PURPOSE: Radiation oncologists rely on available clinical information (biopsy Gleason score and prostate-specific antigen [PSA]) to determine the optimal treatment regimen for each prostate cancer patient. Existing published nomograms correlating clinical to pathologic extent of disease were based on patients treated in the 1980s and 1990s at select academic institutions. We used the Surveillance, Epidemiology, and End Results (SEER) database to examine pathologic outcomes (Gleason score and cancer stage) in early prostate cancer patients based on biopsy Gleason score and PSA concentration.

METHODS AND MATERIALS: This analysis included 25,858 patients whose cancer was diagnosed between 2010 and 2011, with biopsy Gleason scores of 6 to 7 and clinical stage T1 to T2 disease, who underwent radical prostatectomy. In subgroups based on biopsy Gleason score and PSA level, we report the proportion of patients with pathologically advanced disease (positive surgical margin or pT3-T4 disease) or whose Gleason score was upgraded. Logistic regression was used to examine factors associated with pathologic outcomes.

RESULTS: For patients with biopsy Gleason score 6 cancers, 84% of those with PSA <10 ng/mL had surgical T2 disease with negative margins; this decreased to 61% in patients with PSA of 20 to 29.9 ng/mL. Gleason score upgrading was seen in 43% (PSA: <10 ng/mL) to 61% (PSA: 20-29.9 ng/mL) of biopsy Gleason 6 patients. Patients with biopsy Gleason 7 cancers had a one-third (Gleason 3 + 4; PSA: <10 ng/mL) to two-thirds (Gleason 4 + 3; PSA: 20-29.9 ng/mL) probability of having pathologically advanced disease. Gleason score upgrading was seen in 11% to 19% of patients with biopsy Gleason 4 + 3 cancers. Multivariable analysis showed that higher PSA and older age were associated with Gleason score upgrading and pathologically advanced disease.

CONCLUSIONS: This is the first population-based study to examine pathologic extent of disease and pathologic Gleason score upgrading based on clinically available information in modern patients. These data inform the selection of radiation therapy strategies and an understanding of whether prostatectomy alone is likely to be curative for patients with early prostate cancers.
□ □ □ □ □
__Work task__.
Decide whether each statement below agrees with the prostate cancer abstract above. Answer yes or no for each, quoting the words of the abstract that decide it.
(a) The patients analyzed had cancer diagnosed between 2010 and 2011.
(b) Among patients with biopsy Gleason score 6 cancers and PSA below 10 ng/mL, 61% had surgical T2 disease with negative margins.
(c) Multivariable analysis associated younger age with Gleason score upgrading.
□ □ □ □ □
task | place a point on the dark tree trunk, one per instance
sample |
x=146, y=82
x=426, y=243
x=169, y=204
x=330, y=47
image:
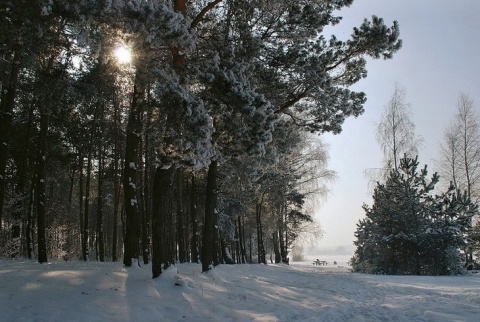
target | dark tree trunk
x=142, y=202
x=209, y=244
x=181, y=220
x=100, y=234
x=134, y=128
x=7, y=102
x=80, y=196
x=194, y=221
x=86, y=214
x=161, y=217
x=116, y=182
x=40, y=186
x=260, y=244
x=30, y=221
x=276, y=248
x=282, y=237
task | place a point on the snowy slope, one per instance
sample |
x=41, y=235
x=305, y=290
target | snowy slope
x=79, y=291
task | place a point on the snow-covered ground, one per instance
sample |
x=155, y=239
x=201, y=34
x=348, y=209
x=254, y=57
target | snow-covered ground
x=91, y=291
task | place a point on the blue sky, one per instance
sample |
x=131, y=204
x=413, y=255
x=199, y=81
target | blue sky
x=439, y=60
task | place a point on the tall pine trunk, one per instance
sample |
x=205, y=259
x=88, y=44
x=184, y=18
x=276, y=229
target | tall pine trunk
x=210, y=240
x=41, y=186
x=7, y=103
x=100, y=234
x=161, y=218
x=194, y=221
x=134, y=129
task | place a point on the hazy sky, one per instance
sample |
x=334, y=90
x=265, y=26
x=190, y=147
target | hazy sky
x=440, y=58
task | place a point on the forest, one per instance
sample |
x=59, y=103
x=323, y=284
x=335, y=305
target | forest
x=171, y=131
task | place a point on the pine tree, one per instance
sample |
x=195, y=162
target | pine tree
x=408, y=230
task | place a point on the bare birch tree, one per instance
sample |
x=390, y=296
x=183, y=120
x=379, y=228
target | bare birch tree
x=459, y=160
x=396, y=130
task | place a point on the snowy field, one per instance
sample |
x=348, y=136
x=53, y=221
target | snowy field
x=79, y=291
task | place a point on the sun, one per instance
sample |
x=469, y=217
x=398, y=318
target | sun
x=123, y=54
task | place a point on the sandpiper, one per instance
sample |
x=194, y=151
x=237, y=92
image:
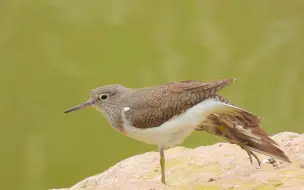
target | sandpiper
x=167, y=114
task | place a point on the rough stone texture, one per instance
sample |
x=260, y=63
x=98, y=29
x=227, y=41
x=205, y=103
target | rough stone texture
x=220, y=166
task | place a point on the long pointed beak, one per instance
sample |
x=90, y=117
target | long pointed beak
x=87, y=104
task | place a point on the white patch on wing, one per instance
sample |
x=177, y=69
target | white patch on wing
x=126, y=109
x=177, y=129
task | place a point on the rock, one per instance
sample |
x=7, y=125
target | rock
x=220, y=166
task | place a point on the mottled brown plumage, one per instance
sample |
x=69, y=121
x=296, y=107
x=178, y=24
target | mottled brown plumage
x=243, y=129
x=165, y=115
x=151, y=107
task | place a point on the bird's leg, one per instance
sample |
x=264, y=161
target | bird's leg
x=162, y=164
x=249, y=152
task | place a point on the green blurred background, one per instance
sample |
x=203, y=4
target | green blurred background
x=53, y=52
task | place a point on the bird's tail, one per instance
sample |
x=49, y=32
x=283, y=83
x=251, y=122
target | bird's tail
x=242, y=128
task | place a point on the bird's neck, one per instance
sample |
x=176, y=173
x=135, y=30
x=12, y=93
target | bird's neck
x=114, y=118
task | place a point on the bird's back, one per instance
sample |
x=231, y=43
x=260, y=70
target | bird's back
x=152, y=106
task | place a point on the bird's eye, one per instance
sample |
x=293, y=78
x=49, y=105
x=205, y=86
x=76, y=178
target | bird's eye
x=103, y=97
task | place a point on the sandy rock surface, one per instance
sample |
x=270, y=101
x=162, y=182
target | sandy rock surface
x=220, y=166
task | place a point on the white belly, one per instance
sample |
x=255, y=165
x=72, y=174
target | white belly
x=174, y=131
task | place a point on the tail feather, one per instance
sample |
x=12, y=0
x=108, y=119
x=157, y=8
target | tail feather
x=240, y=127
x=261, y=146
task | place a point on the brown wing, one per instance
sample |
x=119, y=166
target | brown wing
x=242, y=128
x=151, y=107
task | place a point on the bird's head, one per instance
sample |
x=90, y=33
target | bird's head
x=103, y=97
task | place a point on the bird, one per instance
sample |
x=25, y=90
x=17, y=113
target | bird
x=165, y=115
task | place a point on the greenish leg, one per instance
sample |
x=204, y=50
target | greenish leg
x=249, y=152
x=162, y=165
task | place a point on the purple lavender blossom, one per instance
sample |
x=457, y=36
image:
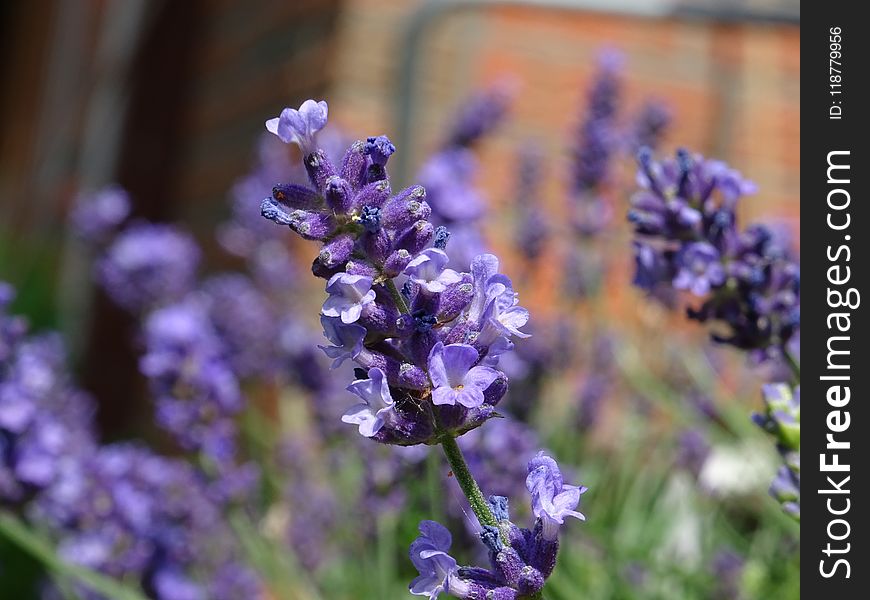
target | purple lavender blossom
□ □ □ □ □
__Answer for this exercise__.
(a) Yes: "whose cancer was diagnosed between 2010 and 2011"
(b) No: "84% of those with PSA <10 ng/mL had surgical T2 disease with negative margins"
(c) No: "higher PSA and older age were associated with Gleason score upgrading and pathologically advanced disease"